> [Requirements]:
- A) Translate this sentence from the post about Zuma's presidency into Spanish: "Yet I’m not convinced that we fully understand his strange presidency."
- B) Tally the lines in the entries that contain the string "protector", treating case as significant, and reply with the number alone.

> [Passage to read]:
"""

August 14, 2009 by Tim · Leave a Comment
Filed under: Politics 

The fading arc of dye at the end of my left thumb nail is a reminder that it’s about 100 days ago that Zuma became president of South Africa, the customary evaluation time. Like the faint mark, most South Africans have probably a less black-and-white view of the man now than they did 100 days ago. Yet I’m not convinced that we fully understand his strange presidency.
Zacob Zuma
Let’s roll back and consider how the Big Man got into power in the first place. Certainly, he didn’t campaign on his clean record of public service and exceptional leadership qualities. Was it perhaps identification with an uneducated, polygamous and deeply conservative tribalist that got him elected? No, I think rather it was the sleazy outcome of a deal between a highly compromised man facing a life of jail and ignominy, and a power-hungry left-wing rabble of communists and trade-unionists. It is difficult to find any other motive for this other than the creation of a puppet for the real rulers, who are perhaps unpalatable to the average voter.

"""

> [Data section]:
"""

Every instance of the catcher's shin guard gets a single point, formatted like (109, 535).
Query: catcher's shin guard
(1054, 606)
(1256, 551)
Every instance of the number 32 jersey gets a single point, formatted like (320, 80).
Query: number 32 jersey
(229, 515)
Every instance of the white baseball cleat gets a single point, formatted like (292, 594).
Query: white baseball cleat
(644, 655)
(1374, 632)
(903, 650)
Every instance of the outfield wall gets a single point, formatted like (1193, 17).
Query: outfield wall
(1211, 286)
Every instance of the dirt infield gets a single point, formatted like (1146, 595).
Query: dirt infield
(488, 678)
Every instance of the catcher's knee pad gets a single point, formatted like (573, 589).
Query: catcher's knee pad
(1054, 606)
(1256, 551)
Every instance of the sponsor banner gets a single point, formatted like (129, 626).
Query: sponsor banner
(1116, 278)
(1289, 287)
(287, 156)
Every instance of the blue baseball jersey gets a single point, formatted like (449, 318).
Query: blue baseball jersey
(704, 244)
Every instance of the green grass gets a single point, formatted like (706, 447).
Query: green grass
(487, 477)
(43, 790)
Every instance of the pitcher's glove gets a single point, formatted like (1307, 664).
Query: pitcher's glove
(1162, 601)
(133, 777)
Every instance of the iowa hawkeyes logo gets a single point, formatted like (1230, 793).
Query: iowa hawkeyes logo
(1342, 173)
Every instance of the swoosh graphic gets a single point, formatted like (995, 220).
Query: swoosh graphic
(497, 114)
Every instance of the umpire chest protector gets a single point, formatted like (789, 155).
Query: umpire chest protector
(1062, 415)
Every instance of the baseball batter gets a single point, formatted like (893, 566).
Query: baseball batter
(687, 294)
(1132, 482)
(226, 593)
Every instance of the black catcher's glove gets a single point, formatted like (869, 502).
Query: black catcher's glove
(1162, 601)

"""

> [Exercise solutions]:
- A) Sin embargo, no me convence que entendamos del todo su extraña presidencia.

- B) 2